## Start Page extract

Session W03: 2D Materials: Superconductivity, Ferroelectricity, Density Waves, and Other Correlated States I

Integer and fractional quantum anomalous Hall effects in 2D semiconductor moiré superlattices

The emergence of topological moiré flat bands provides exciting opportunities to realize the lattice analogs of both the integer and fractional quantum Hall effects without the need for an external magnetic field. These effects are known as the integer and fractional quantum anomalous Hall (IQAH and FQAH) effects. In this talk, I will mainly present electrical transport studies of moiré superlattices built on 2D transition metal dichalcogenide (TMDc) semiconductors. We have successfully achieved highly tunable topological phases in both TMDc heterobilayer and TMDc homobilayer moiré superlattices. Specifically, we have observed a robust IQAH effect and signatures of quantum spin Hall effect in AB-stacked WSe2/MoTe2. Furthermore, both the IQAH effect and the long-sought FQAH effect have been realized in twisted bilayer MoTe2. The band topology in TMDc moiré superlattices is highly tunable by external electric fields, which enable us to realize novel topological quantum phase transitions. Our studies pave the path for the investigation of fractionally charged excitations and anyonic statistics at zero magnetic field based on 2D moiré materials.

## End Page extract
## Start Dataset excerpts

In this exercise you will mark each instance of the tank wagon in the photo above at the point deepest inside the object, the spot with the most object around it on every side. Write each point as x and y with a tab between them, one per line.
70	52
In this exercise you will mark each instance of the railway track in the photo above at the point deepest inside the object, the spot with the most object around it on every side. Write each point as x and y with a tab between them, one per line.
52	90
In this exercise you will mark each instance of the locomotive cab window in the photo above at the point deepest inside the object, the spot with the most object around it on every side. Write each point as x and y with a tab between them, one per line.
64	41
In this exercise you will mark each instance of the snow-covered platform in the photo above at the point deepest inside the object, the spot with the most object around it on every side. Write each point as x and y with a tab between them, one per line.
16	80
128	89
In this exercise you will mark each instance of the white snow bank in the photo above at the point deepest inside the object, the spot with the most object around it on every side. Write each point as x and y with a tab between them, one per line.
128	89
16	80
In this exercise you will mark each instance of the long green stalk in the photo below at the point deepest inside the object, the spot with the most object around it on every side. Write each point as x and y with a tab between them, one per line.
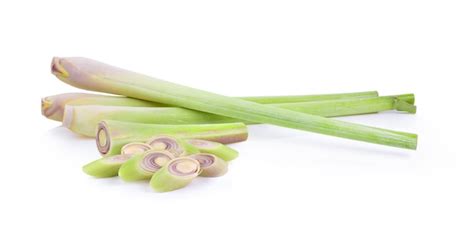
84	119
52	107
96	76
111	135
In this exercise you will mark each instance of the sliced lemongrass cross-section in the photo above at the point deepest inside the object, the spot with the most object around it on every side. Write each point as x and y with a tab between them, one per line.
96	76
142	166
177	174
53	106
106	166
220	150
211	165
135	147
83	119
111	136
174	145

## End Dataset excerpts

*Exercise brief*
In the talk abstract above, which material is reported to show both the IQAH effect and the FQAH effect?

*Worked answer*
Twisted bilayer MoTe2.